**文档片段:**
计算机工程与应用 ›› 2025, Vol. 61 ›› Issue (19): 43-59.DOI: 10.3778/j.issn.1002-8331.2502-0144

• 热点与综述 • 上一篇    下一篇

基于深度学习的RGBT目标跟踪研究进展

张大伟,王炫,何小卫,郑忠龙   

  1. 1.浙江师范大学 计算机科学与技术学院,浙江 金华 321004
    2.多模态认知计算安徽省重点实验室,合肥 230601
    3.浙江全省智能教育技术与应用重点实验室,浙江 金华 321004
  • 出版日期:2025-10-01 发布日期:2025-09-30

Research Progress of RGBT Object Tracking Based on Deep Learning

ZHANG Dawei, WANG Xuan, HE Xiaowei, ZHENG Zhonglong   

  1. 1.School of Computer Science and Technology, Zhejiang Normal University, Jinhua, Zhejiang 321004, China
    2.Anhui Provincial Key Laboratory of Multimodal Cognitive Computation, Hefei 230601, China
    3.Zhejiang Key Laboratory of Intelligent Education Technology and Application, Jinhua, Zhejiang 321004, China
  • Online:2025-10-01 Published:2025-09-30

摘要: 目标跟踪是计算机视觉领域的一项重要任务,其中单目标跟踪是指在给定的视频序列中持续跟踪单个目标。然而可见光图像的成像依赖于光照条件,仅凭可见光信息难以满足低光照、雨雾天气等复杂恶劣环境下的目标跟踪。RGBT(RGB-thermal)目标跟踪是指结合热红外与可见光图像数据,利用双方互补优势共同实现跟踪任务,以提高跟踪的鲁棒性和准确性。随着深度学习的发展,目前RGBT目标跟踪领域研究成果众多,但现有大部分综述缺乏对近几年新兴的多模态融合研究前沿的介绍与总结。介绍了RGBT目标跟踪的概念与面临的挑战,将现有算法分为五大类进行梳理与分析,总结了当前主流的RGBT目标跟踪数据集与评价指标,并提供了各种跟踪算法在主流数据集上的性能对比,供研究人员参考,探讨了RGBT目标跟踪亟待解决的问题和潜在的研究方向,以期推动跟踪领域的进一步发展。

**给定数据:**
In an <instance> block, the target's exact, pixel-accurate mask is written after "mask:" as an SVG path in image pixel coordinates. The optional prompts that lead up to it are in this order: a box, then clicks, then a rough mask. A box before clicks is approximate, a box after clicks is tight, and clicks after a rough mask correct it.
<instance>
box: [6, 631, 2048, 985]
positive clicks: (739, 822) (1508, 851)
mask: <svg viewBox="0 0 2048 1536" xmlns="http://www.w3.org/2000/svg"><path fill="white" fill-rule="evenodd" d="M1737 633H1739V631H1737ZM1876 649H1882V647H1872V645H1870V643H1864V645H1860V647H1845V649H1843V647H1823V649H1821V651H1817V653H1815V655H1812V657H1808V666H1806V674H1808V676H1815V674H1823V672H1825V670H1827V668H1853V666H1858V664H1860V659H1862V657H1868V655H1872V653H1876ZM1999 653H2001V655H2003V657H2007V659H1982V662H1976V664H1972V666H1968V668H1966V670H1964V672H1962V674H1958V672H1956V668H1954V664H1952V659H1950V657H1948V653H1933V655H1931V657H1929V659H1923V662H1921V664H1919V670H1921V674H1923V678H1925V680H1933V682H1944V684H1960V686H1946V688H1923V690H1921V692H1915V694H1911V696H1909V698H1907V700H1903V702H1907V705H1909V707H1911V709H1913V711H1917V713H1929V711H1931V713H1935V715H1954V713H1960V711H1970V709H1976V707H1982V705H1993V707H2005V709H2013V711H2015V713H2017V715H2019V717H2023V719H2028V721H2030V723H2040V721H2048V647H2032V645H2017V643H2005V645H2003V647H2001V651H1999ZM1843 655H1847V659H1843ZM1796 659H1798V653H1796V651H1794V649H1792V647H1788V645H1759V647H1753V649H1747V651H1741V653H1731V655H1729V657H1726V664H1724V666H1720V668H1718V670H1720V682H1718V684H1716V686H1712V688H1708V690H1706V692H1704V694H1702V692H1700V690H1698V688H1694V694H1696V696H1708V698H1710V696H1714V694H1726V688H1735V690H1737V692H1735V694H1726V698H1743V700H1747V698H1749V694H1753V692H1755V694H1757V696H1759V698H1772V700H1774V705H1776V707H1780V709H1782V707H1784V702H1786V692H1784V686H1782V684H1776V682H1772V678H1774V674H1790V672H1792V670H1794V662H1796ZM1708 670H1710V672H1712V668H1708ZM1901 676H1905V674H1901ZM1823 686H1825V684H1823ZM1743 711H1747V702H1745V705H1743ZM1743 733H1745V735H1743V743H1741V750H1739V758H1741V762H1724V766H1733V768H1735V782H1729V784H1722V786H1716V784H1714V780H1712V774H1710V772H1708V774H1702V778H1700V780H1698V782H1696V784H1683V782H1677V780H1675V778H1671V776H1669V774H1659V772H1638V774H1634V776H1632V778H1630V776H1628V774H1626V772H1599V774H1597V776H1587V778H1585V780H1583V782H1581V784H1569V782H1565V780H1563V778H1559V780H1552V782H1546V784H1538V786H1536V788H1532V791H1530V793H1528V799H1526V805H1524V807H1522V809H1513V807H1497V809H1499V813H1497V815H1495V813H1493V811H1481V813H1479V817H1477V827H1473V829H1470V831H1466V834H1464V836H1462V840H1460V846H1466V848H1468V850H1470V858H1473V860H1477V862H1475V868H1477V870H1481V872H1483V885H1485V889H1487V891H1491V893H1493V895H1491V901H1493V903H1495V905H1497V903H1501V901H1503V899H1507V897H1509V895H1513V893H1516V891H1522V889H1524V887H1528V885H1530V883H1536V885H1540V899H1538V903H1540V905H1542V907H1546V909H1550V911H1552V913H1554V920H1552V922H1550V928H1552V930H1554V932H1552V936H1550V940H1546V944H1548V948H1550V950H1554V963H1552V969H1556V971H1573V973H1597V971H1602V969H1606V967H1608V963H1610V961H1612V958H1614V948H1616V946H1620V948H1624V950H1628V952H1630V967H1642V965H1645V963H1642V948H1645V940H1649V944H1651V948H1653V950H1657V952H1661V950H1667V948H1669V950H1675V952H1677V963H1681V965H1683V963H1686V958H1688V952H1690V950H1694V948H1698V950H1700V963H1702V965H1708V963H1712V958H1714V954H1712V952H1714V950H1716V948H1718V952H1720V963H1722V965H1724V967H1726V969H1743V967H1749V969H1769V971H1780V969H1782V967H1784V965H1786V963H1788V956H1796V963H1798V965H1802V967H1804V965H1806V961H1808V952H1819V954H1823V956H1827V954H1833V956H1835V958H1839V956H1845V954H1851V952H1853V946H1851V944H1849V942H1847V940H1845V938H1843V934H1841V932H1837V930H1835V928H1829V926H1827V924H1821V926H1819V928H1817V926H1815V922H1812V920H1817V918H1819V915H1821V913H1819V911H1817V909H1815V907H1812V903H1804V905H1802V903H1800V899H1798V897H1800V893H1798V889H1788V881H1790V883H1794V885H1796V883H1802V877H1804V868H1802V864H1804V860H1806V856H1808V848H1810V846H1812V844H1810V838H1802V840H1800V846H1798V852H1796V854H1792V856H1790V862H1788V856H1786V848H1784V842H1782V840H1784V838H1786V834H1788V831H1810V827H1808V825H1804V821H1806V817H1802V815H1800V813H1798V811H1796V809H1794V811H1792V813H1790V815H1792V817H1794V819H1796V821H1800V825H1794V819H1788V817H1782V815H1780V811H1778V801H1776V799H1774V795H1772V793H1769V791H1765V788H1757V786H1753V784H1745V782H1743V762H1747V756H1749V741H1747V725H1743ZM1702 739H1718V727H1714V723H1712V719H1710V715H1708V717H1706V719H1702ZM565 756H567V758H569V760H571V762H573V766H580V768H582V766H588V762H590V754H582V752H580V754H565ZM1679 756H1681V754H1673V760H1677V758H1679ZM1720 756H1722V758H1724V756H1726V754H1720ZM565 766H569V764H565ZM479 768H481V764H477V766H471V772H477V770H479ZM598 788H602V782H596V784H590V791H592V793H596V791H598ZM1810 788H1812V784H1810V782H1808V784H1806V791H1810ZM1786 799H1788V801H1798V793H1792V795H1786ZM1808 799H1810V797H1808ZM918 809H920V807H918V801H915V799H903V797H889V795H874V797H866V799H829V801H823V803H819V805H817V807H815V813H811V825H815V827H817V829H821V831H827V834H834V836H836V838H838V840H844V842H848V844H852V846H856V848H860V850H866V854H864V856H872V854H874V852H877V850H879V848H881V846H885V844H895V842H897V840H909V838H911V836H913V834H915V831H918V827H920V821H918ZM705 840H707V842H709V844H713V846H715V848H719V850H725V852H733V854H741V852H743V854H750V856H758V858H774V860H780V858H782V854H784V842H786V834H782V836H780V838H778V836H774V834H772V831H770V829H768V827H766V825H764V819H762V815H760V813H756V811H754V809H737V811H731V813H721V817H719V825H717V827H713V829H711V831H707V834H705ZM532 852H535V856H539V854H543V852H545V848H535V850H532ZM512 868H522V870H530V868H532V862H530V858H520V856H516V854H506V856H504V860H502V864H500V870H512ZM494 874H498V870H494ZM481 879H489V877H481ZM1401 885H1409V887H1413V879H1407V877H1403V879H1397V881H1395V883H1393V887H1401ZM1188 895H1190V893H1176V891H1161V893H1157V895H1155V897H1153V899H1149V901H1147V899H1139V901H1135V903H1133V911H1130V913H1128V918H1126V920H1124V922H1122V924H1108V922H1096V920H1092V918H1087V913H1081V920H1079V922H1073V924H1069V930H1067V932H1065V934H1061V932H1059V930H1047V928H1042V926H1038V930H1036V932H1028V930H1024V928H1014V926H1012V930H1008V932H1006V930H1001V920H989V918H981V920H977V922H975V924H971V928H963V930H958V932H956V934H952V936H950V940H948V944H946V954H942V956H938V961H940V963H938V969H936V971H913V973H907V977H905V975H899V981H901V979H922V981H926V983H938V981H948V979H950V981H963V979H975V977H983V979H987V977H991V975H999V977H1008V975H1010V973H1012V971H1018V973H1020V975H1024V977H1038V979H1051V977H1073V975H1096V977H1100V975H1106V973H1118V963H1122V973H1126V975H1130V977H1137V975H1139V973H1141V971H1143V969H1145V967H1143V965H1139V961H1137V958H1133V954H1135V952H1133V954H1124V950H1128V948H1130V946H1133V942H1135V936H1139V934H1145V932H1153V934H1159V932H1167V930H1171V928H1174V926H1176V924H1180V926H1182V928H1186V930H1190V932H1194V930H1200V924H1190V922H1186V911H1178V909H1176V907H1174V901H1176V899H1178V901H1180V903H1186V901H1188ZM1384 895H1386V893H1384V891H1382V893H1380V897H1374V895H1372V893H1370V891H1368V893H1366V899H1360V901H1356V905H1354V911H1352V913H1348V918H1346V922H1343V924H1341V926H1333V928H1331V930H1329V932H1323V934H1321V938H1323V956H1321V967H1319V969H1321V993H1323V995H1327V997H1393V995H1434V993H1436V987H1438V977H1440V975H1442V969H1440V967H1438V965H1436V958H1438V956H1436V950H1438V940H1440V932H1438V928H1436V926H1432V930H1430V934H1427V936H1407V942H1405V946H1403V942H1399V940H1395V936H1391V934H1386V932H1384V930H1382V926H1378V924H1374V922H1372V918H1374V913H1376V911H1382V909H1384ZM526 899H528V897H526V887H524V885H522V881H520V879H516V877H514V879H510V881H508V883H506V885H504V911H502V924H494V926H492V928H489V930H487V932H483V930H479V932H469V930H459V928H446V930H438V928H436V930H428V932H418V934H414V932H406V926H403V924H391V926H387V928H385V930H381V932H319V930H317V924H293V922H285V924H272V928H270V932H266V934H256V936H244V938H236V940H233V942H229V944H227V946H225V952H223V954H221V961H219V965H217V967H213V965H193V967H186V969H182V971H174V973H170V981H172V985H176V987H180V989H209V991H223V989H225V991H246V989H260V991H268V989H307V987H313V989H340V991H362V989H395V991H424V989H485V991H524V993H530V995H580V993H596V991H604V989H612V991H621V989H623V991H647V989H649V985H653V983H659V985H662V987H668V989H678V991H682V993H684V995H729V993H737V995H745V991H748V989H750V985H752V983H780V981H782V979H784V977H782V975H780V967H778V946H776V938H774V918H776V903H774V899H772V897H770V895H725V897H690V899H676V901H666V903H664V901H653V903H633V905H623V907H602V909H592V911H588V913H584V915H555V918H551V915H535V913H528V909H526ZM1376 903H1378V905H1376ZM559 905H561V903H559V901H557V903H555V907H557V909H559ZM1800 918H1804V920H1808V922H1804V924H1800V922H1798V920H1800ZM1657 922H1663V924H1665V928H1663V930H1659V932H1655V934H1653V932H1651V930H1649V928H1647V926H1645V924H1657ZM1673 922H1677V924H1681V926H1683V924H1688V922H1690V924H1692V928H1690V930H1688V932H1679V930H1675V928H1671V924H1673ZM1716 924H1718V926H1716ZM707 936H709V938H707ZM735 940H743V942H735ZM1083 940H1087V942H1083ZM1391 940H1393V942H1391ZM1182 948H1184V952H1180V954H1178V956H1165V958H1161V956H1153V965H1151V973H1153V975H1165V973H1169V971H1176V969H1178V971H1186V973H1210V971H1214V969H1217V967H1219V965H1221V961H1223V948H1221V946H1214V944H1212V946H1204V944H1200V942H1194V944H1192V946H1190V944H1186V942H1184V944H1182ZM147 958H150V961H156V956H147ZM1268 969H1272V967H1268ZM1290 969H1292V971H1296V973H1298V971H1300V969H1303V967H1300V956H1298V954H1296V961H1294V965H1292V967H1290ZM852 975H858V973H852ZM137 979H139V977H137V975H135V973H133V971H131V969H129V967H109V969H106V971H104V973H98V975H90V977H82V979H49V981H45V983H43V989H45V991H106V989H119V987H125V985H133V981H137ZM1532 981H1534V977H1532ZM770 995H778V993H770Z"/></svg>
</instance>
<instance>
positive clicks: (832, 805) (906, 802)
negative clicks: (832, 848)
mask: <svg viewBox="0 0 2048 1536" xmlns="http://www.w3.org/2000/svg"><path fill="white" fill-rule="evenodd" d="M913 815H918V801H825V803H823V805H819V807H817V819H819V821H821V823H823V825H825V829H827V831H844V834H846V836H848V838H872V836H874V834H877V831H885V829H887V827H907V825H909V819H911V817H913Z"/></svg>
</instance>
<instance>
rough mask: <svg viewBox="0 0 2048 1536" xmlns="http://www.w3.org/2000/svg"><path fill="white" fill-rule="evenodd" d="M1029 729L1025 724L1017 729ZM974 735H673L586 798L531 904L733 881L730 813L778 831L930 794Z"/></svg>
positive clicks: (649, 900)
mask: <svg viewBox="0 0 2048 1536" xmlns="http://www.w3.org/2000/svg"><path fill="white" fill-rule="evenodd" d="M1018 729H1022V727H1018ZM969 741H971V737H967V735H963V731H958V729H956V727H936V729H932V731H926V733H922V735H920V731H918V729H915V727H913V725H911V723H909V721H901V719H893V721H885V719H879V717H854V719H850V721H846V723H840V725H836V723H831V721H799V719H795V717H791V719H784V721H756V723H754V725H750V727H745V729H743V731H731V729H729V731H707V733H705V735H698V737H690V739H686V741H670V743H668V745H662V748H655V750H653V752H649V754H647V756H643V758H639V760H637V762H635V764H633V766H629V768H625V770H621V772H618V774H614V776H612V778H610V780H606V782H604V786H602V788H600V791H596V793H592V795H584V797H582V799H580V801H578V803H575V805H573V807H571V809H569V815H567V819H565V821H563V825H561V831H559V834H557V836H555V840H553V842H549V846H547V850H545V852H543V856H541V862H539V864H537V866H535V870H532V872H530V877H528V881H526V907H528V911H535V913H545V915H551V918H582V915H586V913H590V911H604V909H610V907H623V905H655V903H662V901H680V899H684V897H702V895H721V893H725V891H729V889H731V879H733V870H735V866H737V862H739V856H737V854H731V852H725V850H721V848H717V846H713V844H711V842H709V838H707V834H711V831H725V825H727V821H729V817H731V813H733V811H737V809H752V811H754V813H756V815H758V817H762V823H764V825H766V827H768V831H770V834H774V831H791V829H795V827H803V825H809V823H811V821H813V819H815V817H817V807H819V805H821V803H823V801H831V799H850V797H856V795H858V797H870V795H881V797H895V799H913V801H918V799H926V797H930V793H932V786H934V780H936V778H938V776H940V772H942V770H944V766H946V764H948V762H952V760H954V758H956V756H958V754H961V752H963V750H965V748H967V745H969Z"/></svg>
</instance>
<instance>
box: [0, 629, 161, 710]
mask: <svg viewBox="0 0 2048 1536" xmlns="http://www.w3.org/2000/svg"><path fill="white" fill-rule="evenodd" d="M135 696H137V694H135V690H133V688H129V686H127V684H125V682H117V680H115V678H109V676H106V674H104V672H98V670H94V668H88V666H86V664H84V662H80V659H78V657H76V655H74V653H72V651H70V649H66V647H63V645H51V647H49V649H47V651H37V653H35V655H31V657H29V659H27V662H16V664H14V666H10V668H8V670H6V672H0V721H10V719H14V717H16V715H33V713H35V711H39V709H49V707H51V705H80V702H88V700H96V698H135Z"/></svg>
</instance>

**任务要求:**
请逐字抄录文档片段中从“Research Progress of”起至“期推动跟踪领域的进一步发展。”止的这段文字。 列表是独立于文档片段的另一份材料。

**书面回答:**
Research Progress of RGBT Object Tracking Based on Deep Learning

ZHANG Dawei, WANG Xuan, HE Xiaowei, ZHENG Zhonglong   

  1. 1.School of Computer Science and Technology, Zhejiang Normal University, Jinhua, Zhejiang 321004, China
    2.Anhui Provincial Key Laboratory of Multimodal Cognitive Computation, Hefei 230601, China
    3.Zhejiang Key Laboratory of Intelligent Education Technology and Application, Jinhua, Zhejiang 321004, China
  • Online:2025-10-01 Published:2025-09-30

摘要: 目标跟踪是计算机视觉领域的一项重要任务,其中单目标跟踪是指在给定的视频序列中持续跟踪单个目标。然而可见光图像的成像依赖于光照条件,仅凭可见光信息难以满足低光照、雨雾天气等复杂恶劣环境下的目标跟踪。RGBT(RGB-thermal)目标跟踪是指结合热红外与可见光图像数据,利用双方互补优势共同实现跟踪任务,以提高跟踪的鲁棒性和准确性。随着深度学习的发展,目前RGBT目标跟踪领域研究成果众多,但现有大部分综述缺乏对近几年新兴的多模态融合研究前沿的介绍与总结。介绍了RGBT目标跟踪的概念与面临的挑战,将现有算法分为五大类进行梳理与分析,总结了当前主流的RGBT目标跟踪数据集与评价指标,并提供了各种跟踪算法在主流数据集上的性能对比,供研究人员参考,探讨了RGBT目标跟踪亟待解决的问题和潜在的研究方向,以期推动跟踪领域的进一步发展。